GIVEN DATA:
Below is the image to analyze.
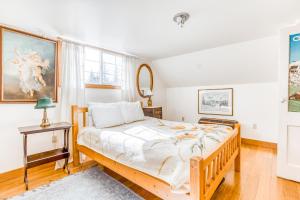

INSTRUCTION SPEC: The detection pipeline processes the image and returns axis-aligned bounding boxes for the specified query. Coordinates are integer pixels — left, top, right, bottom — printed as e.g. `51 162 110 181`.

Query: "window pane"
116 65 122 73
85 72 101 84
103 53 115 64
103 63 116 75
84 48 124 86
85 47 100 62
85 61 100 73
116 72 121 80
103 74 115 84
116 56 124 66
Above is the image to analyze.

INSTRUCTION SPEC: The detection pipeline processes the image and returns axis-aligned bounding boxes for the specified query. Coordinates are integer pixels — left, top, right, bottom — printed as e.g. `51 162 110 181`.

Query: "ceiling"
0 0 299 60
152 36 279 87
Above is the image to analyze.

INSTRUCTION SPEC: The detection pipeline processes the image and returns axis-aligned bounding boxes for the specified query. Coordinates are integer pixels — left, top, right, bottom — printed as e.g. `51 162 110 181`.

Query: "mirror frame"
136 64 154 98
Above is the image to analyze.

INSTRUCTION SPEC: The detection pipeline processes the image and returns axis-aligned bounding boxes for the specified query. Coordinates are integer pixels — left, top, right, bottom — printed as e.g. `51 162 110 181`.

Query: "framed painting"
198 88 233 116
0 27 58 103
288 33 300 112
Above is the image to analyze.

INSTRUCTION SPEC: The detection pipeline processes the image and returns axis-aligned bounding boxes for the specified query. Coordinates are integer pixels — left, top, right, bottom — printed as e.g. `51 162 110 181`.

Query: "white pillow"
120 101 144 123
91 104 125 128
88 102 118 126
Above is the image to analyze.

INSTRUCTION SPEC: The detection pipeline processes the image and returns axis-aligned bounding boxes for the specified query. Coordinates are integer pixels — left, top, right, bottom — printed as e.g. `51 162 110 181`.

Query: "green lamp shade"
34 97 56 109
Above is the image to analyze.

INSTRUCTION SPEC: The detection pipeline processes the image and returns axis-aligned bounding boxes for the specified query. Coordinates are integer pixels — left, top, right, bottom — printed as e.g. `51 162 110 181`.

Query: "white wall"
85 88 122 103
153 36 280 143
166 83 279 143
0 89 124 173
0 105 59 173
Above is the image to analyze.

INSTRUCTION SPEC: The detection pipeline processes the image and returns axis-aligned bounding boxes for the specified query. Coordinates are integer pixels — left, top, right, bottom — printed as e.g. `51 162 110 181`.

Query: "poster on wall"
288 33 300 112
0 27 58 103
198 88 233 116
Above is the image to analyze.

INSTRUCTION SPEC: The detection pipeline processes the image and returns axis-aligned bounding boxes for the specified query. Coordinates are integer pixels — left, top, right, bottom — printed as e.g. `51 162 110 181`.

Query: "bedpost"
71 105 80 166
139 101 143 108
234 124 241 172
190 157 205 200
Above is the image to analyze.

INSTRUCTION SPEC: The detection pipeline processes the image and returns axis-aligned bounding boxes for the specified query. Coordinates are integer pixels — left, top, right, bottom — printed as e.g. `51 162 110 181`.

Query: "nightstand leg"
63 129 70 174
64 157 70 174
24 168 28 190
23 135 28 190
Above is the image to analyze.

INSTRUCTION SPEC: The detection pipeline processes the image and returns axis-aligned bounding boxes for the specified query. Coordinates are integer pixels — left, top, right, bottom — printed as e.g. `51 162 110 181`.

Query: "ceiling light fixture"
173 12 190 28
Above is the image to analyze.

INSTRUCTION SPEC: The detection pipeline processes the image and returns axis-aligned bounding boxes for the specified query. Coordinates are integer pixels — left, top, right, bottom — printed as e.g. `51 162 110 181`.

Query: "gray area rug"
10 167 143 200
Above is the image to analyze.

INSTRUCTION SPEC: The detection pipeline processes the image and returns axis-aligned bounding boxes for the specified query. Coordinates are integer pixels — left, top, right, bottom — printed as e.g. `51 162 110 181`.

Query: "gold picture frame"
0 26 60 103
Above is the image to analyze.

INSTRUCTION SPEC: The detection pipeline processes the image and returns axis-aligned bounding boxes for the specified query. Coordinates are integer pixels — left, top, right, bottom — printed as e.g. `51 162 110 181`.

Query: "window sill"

* * *

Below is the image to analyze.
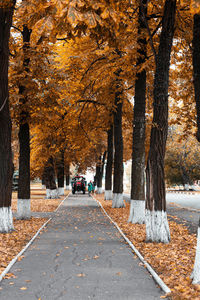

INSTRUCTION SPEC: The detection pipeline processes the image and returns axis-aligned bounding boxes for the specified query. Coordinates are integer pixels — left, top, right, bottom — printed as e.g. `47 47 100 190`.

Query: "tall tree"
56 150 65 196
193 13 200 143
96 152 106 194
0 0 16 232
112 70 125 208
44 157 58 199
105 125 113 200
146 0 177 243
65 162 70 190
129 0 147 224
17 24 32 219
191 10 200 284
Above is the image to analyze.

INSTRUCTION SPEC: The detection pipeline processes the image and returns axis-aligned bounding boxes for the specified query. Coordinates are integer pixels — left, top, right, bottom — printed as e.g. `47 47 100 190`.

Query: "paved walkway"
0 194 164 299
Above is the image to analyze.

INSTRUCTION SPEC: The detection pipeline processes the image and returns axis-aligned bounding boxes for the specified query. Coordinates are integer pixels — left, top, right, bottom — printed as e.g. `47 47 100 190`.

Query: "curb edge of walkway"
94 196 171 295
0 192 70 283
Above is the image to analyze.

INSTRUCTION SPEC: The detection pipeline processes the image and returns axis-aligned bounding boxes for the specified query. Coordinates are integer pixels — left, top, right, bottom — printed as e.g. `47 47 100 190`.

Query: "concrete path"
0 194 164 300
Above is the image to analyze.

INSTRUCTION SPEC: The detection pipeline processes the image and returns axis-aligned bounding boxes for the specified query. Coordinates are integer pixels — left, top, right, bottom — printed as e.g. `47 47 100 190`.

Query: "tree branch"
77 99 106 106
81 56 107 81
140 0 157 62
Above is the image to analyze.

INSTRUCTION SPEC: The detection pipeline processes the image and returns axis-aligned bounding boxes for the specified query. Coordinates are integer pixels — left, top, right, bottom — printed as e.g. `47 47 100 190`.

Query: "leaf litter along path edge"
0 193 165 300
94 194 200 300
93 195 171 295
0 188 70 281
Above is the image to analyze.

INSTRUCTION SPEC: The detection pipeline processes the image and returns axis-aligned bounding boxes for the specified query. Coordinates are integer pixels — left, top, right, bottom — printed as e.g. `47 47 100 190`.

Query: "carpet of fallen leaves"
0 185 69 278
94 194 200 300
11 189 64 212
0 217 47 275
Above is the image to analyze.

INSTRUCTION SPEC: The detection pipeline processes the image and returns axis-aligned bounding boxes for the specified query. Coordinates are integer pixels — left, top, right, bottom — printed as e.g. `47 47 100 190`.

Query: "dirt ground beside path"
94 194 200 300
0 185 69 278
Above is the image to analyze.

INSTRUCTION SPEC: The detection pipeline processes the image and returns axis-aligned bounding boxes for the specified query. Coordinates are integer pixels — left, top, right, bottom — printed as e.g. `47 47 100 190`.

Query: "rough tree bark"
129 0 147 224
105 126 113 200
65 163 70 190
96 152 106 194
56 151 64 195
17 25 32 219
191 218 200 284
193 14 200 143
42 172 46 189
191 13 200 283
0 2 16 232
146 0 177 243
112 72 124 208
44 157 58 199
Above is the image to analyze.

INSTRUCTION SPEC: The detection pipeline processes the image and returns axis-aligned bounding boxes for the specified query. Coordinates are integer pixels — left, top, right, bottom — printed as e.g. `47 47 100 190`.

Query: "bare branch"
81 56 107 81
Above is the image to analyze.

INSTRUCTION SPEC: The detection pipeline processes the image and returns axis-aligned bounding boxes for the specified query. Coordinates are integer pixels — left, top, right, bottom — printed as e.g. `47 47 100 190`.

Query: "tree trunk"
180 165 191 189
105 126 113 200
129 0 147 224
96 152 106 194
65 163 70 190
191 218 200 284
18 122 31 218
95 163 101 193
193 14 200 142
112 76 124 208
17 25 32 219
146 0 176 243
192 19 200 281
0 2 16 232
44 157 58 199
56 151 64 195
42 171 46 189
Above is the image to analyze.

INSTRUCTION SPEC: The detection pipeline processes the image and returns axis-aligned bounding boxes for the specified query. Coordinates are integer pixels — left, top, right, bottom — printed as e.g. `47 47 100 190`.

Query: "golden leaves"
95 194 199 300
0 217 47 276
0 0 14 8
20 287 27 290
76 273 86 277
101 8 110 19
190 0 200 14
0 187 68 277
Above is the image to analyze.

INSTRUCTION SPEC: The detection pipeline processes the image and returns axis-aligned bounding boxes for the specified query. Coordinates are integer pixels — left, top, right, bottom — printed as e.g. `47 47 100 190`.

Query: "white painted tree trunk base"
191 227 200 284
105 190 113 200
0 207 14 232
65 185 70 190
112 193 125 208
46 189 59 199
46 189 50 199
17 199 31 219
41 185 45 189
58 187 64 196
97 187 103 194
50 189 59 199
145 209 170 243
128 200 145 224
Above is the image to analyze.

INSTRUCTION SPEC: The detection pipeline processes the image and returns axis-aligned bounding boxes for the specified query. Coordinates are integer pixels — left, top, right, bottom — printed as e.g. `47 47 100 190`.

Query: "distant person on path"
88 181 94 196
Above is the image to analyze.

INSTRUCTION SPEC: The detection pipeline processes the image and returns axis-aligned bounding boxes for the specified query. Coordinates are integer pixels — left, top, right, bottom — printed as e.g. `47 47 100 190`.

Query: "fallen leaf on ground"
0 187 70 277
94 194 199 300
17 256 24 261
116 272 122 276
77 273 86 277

--

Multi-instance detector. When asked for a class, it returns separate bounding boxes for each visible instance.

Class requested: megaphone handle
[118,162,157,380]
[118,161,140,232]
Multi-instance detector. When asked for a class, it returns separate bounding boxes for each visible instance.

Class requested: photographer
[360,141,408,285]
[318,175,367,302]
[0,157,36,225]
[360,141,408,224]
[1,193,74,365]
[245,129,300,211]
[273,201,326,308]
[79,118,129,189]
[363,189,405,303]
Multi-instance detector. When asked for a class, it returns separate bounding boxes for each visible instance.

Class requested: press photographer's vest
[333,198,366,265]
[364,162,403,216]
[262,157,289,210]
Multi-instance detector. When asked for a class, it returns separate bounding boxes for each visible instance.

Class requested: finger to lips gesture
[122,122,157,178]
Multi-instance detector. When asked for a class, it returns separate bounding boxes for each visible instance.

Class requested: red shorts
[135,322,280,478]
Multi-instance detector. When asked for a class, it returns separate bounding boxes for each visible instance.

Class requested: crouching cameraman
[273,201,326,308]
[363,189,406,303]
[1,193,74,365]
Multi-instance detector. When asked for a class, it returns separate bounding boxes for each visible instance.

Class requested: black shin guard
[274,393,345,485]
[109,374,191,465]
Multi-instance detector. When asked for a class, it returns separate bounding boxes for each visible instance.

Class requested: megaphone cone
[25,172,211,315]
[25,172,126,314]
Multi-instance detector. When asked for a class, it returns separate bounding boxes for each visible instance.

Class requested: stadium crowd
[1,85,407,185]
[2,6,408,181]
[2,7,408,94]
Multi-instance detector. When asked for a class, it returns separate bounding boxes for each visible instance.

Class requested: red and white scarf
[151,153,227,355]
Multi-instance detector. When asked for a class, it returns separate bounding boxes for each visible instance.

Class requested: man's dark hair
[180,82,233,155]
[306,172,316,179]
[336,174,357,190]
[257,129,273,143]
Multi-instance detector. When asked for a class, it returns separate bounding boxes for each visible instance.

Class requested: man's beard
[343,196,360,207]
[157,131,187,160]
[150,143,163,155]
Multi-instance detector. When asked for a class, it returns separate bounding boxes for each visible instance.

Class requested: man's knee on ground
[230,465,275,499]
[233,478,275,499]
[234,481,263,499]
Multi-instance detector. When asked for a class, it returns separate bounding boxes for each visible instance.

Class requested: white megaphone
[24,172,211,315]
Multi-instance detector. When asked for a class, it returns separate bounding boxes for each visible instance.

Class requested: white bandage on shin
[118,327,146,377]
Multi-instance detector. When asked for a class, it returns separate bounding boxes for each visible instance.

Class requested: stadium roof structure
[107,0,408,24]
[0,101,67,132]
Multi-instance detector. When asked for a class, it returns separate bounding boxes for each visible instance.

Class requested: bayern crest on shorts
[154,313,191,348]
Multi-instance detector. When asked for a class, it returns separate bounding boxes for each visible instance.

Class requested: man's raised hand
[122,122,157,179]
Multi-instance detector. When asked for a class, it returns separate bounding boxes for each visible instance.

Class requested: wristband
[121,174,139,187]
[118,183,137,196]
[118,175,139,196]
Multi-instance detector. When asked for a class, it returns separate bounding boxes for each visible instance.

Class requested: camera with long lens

WORK TASK:
Copy verbatim, from the listing above, each line from the one containing "Class requested: stadium roof structure" down to the one containing "Class requested: camera with long lens", inclusive.

FINAL ANSWER:
Class requested: stadium roof structure
[107,0,408,24]
[0,101,67,132]
Multi-instance detector. When asked for a class, it returns separate bounding boxes for each visible instance.

Class requested: bayern crest on shorts
[154,313,191,348]
Multi-instance detector. When asked for a class, it returns separate bounding boxes for each visible instance.

Class requested: man's raised hand
[122,122,157,179]
Multi-instance detector. When asked for a class, it returns separate bounding boxes for each visible instance.

Class requested: wristband
[121,174,139,187]
[118,183,137,196]
[118,175,139,196]
Multi-instance detector. When asked for a class, it returns separate bounding boxes for each visible instance.

Class requested: camera with long lens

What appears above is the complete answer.